**STATED TASK:**
Quote all of the data below exactly, please.
━━━━━━━━━━━━━━━━━━━━
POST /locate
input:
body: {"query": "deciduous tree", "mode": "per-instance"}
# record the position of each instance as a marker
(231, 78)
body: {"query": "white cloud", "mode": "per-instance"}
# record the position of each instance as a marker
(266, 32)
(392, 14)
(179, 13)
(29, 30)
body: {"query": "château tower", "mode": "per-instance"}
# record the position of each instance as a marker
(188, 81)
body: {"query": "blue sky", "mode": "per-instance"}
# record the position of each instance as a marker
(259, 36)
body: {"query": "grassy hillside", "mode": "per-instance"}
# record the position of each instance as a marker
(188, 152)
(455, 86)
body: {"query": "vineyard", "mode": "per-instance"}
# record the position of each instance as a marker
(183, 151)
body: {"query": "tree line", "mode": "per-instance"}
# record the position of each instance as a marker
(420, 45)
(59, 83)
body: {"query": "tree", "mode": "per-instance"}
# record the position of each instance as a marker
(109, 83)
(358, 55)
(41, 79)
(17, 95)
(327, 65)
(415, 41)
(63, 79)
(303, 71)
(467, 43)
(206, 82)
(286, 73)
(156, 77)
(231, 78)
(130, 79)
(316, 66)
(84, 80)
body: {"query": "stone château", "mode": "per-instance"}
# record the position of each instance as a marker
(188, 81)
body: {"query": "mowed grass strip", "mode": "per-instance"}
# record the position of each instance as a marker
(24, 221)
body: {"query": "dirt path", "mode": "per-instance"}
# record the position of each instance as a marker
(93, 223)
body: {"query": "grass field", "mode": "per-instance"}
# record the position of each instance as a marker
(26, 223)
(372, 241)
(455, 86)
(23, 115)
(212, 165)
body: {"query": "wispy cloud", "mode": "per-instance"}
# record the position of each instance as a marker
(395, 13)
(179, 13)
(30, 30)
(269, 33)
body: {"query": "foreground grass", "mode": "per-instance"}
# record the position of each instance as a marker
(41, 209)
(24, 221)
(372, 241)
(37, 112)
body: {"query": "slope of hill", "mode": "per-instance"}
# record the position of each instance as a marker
━━━━━━━━━━━━━━━━━━━━
**WRITTEN SOLUTION:**
POST /locate
input:
body: {"query": "deciduous tree", "mode": "per-instance"}
# record the position of each instance as a marker
(231, 78)
body: {"query": "white cloud", "mode": "per-instance"}
# record the position of each instance as a marker
(266, 32)
(392, 14)
(179, 13)
(29, 30)
body: {"query": "château tower", "mode": "per-instance"}
# record the position of each instance as a marker
(188, 81)
body: {"query": "blue sky", "mode": "per-instance"}
# record the position of each instance as a marker
(259, 36)
body: {"query": "grassy hillside", "mode": "per-instance"}
# record the position of each instance as a marker
(188, 152)
(455, 86)
body: {"query": "vineyard", "mode": "per-instance"}
# record the position of each instance as a marker
(183, 151)
body: {"query": "tree line", "mode": "per-instance"}
# record the position of each instance as a marker
(420, 45)
(59, 83)
body: {"query": "tree", "mode": "per-instance"}
# record the position of each instance as a marker
(109, 83)
(358, 55)
(41, 79)
(17, 95)
(327, 65)
(415, 41)
(63, 79)
(303, 71)
(467, 43)
(206, 82)
(286, 73)
(156, 77)
(231, 78)
(130, 79)
(316, 66)
(84, 80)
body: {"query": "stone château", "mode": "per-instance"}
# record the position of each instance as a marker
(188, 81)
body: {"query": "mowed grass strip", "mode": "per-instance"}
# record the position of each instance as a marker
(24, 221)
body: {"query": "dirt path", "mode": "per-instance"}
# record the position of each instance as a marker
(93, 223)
body: {"query": "grass field", "mode": "per-instance"}
# record the position of each instance as a marker
(26, 223)
(372, 241)
(455, 86)
(23, 115)
(212, 165)
body: {"query": "wispy cloud", "mode": "per-instance"}
# record the position of each instance as a marker
(395, 13)
(179, 13)
(30, 30)
(269, 33)
body: {"query": "foreground grass", "mode": "per-instance"}
# record the position of each instance as a marker
(41, 209)
(24, 221)
(372, 241)
(37, 112)
body: {"query": "slope of hill", "mode": "per-instance"}
# record the position of each instance as a marker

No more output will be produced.